┌────────
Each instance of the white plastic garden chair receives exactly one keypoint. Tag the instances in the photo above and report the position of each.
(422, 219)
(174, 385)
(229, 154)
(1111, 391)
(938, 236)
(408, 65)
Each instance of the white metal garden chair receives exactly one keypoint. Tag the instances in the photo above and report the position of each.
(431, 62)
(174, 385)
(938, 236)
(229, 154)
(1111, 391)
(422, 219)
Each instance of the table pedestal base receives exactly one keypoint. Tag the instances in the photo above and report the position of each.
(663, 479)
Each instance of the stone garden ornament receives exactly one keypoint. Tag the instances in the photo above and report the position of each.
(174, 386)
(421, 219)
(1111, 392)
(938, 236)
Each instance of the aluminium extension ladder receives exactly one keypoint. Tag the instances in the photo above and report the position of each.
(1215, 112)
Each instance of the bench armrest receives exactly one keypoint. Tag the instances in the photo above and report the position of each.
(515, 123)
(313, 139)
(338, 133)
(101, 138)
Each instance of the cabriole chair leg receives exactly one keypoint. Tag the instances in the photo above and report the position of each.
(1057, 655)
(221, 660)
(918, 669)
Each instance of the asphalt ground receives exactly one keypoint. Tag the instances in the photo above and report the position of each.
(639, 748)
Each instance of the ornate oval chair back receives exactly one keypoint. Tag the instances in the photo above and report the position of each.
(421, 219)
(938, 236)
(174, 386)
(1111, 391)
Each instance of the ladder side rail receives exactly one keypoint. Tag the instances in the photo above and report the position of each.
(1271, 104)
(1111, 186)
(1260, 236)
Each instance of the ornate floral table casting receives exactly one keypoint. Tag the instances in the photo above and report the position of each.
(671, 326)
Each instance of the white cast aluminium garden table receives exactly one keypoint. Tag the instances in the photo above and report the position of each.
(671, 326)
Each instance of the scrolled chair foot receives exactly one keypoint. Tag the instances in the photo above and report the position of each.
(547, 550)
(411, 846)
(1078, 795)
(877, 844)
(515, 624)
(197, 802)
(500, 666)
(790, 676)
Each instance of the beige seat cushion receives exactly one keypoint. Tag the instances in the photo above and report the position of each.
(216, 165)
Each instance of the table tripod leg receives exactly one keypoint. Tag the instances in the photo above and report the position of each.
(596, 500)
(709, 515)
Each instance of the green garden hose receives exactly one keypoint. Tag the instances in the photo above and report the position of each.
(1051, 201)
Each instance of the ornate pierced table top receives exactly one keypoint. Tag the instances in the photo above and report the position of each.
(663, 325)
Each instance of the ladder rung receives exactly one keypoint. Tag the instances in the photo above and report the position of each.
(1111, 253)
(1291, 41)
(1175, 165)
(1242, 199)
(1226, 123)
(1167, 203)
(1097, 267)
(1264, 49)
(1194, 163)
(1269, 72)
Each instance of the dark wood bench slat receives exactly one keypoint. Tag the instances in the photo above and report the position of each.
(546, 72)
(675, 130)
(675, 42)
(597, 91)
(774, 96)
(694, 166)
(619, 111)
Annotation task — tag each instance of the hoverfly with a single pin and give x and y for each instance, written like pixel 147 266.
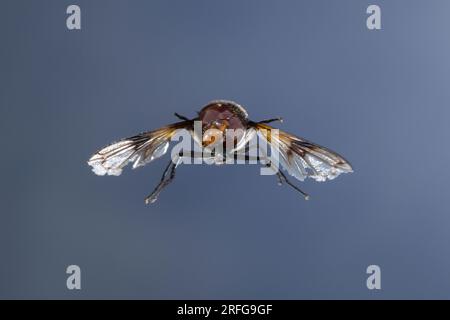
└────────
◆ **WHAT TO PRODUCE**:
Could the listing above be printed again in full, with every picture omitted?

◆ **WRITTEN SOLUTION**:
Each instance of the white plastic garden chair receives exactly one keypoint. Tag the instances in the photo above and report the position of each.
(422, 219)
(174, 385)
(229, 154)
(1111, 391)
(938, 236)
(408, 65)
Each instance of the white metal garden chair receives exactly one keypoint. Tag the instances in the photo above and report the position of each.
(431, 62)
(174, 385)
(938, 236)
(229, 154)
(1111, 391)
(422, 219)
Each instance of the table pedestal base receives exactly one keypoint. Tag the instances in the photo above and report the position of each.
(663, 479)
Each instance of the stone garden ornament receives exactly one keypoint. Tag the instances in the photo above and report the position of each.
(174, 386)
(421, 219)
(1111, 392)
(938, 236)
Each instance of the aluminium extension ladder receives exactly one keypoint. Tag the instances in the photo above and report the position of each.
(1215, 112)
Each instance of the bench armrest receives exactly one keypoint. Tag the instances in the photo above and report the position of each.
(515, 123)
(313, 139)
(338, 133)
(101, 138)
Each instance of the cabriole chair leg receives exactly one keypoint. Tag the instances in the photo above and report the position of each.
(1057, 655)
(221, 660)
(918, 669)
Each instance of the asphalt ground receives exactly one keypoint. Tag the instances in the photo above and report the position of each.
(639, 748)
Each instance of the ornate oval chair back receives exactly one keypoint. Tag the instances in the photo above and report the position of each.
(421, 219)
(938, 236)
(174, 386)
(1111, 391)
Each instance of the ladder side rail receives exactly one keypoint. Tag the instances in the photo above and report the position of each.
(1271, 104)
(1111, 186)
(1260, 236)
Each instance of the ornate floral table casting receives exactly one keypoint. Tag the instances in the photo above and report the position of each.
(671, 326)
Each instance of the white cast aluminium garden table receives exactly one keypoint. Tag the instances in the photo above and report the position of each.
(671, 326)
Each instance of the scrolled chair foot receives exactly one keypoint. Tag the instances in the photo above and report the position of each.
(547, 550)
(411, 846)
(1078, 795)
(877, 844)
(515, 624)
(197, 802)
(500, 666)
(790, 676)
Each instance of the beige seat cushion receives exactly one keypoint. Tag the instances in the photo above and report the position of each.
(216, 165)
Each instance of the table tripod leg receives exactly one keypoint. Tag the instances in the photo above and report the position of each.
(596, 500)
(709, 515)
Each instance of the green garden hose receives exactly one keypoint. Tag the instances in the photo above and report the position of each.
(1051, 201)
Each instance of the ornate pierced table top receives exactly one keypoint. Tag the instances in the photo above and report the position of each.
(663, 325)
Each instance of the ladder rung receives exactly one keypoint. Tag the instances in the photo above and report the position of each.
(1111, 253)
(1291, 41)
(1175, 165)
(1242, 199)
(1226, 123)
(1167, 203)
(1097, 267)
(1264, 49)
(1194, 163)
(1269, 72)
Each instance of the dark wood bench slat receives exactly one keypoint. Tag the instances in the photo above and report the position of each.
(546, 72)
(675, 130)
(675, 42)
(597, 91)
(774, 96)
(694, 166)
(619, 111)
Annotation task — tag each instance of the hoverfly with a single pin and give x and y for each instance, written like pixel 147 266.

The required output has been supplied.